> _Recorded data_
--
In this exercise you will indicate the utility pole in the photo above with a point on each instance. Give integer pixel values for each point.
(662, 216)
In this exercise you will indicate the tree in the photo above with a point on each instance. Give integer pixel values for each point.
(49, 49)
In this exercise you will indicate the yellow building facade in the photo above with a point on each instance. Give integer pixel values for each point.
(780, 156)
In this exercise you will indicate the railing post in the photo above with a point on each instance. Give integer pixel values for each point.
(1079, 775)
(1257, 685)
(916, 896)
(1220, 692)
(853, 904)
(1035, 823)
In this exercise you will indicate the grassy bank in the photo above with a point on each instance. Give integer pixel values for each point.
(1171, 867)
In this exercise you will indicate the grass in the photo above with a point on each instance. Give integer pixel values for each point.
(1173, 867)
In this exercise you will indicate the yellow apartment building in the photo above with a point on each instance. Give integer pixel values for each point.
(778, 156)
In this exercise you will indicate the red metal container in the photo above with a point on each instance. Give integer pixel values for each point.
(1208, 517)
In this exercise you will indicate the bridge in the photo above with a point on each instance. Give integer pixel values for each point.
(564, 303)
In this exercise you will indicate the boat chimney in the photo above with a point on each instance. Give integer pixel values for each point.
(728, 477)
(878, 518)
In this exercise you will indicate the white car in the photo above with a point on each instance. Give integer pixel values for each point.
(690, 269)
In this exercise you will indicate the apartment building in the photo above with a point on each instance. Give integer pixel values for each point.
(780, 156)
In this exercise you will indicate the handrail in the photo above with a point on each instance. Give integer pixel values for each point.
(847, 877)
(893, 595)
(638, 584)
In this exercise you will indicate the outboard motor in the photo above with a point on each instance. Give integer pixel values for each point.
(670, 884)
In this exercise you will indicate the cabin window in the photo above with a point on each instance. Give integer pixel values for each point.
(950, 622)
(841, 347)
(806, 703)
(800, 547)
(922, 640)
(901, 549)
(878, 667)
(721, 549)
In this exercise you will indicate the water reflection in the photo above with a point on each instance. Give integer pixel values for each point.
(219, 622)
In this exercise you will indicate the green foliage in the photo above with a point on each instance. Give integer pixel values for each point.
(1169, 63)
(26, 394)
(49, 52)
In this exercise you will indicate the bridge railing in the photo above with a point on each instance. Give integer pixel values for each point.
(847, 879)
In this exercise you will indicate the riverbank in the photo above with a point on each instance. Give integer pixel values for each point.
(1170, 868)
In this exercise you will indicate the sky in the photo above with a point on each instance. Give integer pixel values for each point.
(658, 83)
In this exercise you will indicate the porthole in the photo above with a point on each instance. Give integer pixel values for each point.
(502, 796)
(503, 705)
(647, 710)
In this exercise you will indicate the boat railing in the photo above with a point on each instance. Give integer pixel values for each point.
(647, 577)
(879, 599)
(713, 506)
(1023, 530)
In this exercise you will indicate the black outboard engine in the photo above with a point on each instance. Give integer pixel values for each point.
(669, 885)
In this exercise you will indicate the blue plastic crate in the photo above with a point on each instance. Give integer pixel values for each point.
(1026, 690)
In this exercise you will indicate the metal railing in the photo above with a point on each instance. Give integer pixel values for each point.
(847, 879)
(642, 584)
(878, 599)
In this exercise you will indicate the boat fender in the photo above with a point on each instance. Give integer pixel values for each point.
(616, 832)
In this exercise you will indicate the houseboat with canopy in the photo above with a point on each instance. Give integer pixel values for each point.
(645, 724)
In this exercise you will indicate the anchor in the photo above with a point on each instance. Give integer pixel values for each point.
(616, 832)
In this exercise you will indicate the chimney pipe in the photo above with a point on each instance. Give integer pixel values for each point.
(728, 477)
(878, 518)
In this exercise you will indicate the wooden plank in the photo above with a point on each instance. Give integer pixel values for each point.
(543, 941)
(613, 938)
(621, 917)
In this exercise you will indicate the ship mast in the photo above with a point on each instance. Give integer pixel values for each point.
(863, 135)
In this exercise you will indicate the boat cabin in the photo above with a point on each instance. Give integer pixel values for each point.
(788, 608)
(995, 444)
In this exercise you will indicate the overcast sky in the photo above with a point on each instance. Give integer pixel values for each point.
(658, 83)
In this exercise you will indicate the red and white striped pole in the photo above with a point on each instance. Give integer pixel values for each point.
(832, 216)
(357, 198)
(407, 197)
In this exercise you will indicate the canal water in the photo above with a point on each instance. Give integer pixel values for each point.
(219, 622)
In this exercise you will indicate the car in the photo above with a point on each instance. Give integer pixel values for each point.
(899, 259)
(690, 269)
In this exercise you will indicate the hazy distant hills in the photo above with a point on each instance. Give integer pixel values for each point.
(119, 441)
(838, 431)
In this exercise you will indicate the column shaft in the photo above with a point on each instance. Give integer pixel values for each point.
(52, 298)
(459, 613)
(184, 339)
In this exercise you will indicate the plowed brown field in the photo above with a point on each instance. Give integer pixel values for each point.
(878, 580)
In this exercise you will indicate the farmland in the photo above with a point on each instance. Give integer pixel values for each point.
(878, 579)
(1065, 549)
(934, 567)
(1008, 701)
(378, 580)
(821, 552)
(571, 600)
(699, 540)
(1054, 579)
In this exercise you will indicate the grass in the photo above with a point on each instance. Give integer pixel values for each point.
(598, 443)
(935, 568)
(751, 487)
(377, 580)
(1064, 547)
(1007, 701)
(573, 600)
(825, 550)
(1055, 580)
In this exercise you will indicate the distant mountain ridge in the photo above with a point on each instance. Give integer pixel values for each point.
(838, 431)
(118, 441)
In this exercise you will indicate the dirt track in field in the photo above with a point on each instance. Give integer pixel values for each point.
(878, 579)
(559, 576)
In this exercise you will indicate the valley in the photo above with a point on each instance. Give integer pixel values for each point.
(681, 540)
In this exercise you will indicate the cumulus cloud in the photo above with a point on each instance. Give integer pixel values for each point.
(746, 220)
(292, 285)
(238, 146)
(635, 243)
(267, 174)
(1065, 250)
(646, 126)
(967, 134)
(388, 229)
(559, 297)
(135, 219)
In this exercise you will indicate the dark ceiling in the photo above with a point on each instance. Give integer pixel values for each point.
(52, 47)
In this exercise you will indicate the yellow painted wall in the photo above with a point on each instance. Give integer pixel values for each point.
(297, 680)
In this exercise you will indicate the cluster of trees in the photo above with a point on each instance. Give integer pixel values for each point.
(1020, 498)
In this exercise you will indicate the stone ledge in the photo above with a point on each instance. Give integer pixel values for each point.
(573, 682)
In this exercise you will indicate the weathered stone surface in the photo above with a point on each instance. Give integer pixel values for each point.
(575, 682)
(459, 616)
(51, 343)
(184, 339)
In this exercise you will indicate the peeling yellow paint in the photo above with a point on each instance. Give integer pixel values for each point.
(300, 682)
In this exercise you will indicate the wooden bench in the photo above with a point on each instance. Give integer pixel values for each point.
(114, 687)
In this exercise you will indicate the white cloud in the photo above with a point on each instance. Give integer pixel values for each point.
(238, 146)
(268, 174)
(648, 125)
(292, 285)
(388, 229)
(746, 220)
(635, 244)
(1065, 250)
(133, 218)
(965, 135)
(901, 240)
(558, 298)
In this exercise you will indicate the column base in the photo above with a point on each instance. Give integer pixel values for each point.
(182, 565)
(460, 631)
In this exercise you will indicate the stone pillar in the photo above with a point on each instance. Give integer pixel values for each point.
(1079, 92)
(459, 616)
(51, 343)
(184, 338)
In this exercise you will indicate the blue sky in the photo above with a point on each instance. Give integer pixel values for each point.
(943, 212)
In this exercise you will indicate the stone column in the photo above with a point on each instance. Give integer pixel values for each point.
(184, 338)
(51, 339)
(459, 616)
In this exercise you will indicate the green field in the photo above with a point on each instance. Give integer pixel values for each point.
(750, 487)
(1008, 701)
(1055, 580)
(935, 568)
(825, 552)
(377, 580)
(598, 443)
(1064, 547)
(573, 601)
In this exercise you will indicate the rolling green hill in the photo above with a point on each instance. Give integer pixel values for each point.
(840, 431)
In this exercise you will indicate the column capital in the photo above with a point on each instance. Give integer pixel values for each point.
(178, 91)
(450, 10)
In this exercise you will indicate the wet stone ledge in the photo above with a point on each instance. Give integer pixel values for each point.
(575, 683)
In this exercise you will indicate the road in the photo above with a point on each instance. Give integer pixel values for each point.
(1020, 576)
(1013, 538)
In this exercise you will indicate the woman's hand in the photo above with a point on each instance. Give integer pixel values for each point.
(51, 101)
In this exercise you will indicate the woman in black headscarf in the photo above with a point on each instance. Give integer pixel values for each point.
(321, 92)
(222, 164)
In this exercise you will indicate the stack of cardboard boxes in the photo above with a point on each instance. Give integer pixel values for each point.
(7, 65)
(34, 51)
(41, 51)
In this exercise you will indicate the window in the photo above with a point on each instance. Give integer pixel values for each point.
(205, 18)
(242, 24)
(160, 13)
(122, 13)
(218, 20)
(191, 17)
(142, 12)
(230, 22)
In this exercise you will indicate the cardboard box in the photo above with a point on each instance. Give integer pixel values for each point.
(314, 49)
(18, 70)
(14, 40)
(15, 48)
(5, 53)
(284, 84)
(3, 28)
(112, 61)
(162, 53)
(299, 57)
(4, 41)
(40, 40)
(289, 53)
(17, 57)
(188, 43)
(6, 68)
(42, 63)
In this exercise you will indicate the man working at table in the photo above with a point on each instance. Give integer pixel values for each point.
--
> _Request_
From the line holding "In this exercise you will indicate the woman in" to the last line of the records, quote each line exactly and add nothing.

> _Full solution_
In this exercise you will indicate the woman in black headscarf in the photo above with a point on each instance. Give integer pixel values for each point.
(321, 92)
(222, 164)
In this exercise you will indicate the stack of cardboard boxes in the photo above with a point on each instance. Give integer pixel values for each point.
(7, 65)
(34, 51)
(41, 51)
In this exercise you will indicate the window in the photo above with a point on each instance. Give integer pixel values for each point.
(205, 18)
(242, 24)
(160, 13)
(122, 13)
(218, 20)
(191, 17)
(142, 12)
(230, 22)
In this exercise you will indicate the cardboard box in the photo above with a point on each instance. Give integer pixel values for each point.
(314, 49)
(18, 70)
(14, 40)
(15, 48)
(5, 53)
(284, 84)
(3, 28)
(112, 61)
(162, 53)
(299, 57)
(4, 41)
(40, 40)
(289, 53)
(17, 57)
(188, 43)
(6, 68)
(42, 63)
In this exercise you will indicate the man working at table in the photo above with a point on each instance. Give integer pixel values for each point.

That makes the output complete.